*DIRECTIONS:*
**A.** Answer the following questions using the comment on mode():
(i) Which spreadsheet program does the comment say evolved to the same solution?
(ii) What would the proposed multimode() function always return?
(iii) What does mode() currently have to convert the counter items into before running a full sort?
**B.** Extract the stretch of the comment on mode() from "This would give" through "a useful answer.".

*** TEXT SEGMENT ***

Raymond Hettinger <[email protected]> added the comment:
The attraction to having a first_tie=False flag is that it is backwards
compatible with the current API.
However on further reflection, people would almost never want the existing
behavior of raising an exception rather than returning a useful result.
So, we could make first_tie the default behavior and not have a flag at all.
We would also add a separate multimode() function with a clean signature,
always returning a list. FWIW, MS Excel evolved to this solution as well (it
has MODE.SGNL and MODE.MULT).
This would give us a clean, fast API with no flags:
mode(Iterable) -> scalar
multimode(Iterable) -> list
ISTM this is an all round win:
* Fixes the severe usability problems with mode(). Currently, it can't be used
without a try/except. The except-clause can't distinguish between an empty data
condition and no unique mode condition, nor can the except clause access the
dataset counts to get to a useful answer.
* It makes mode() memory friendly and faster. Currently, mode() has to convert
the counter items into a list() and run a full sort. However, if we only need
the first mode, we can feed the items iterator to max() and make only a single
pass, never having to create a list.

*** DATA ***

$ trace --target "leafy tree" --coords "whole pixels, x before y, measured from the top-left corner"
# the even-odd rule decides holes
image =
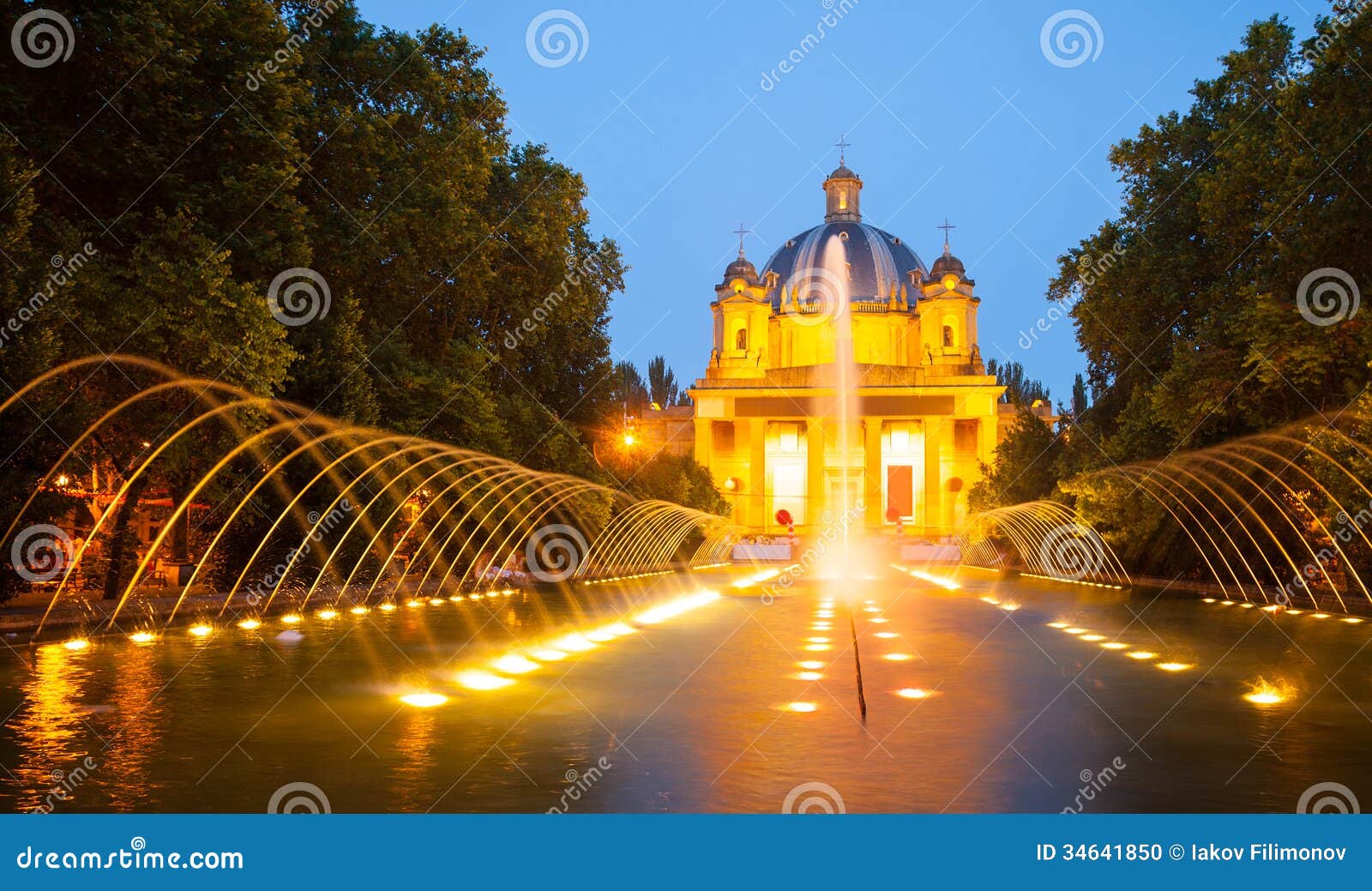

***

*WORKED SOLUTIONS:*
**A.**
(i) MS Excel, which has MODE.SGNL and MODE.MULT.
(ii) A list.
(iii) A list().

**B.**
This would give us a clean, fast API with no flags:
mode(Iterable) -> scalar
multimode(Iterable) -> list
ISTM this is an all round win:
* Fixes the severe usability problems with mode(). Currently, it can't be used
without a try/except. The except-clause can't distinguish between an empty data
condition and no unique mode condition, nor can the except clause access the
dataset counts to get to a useful answer.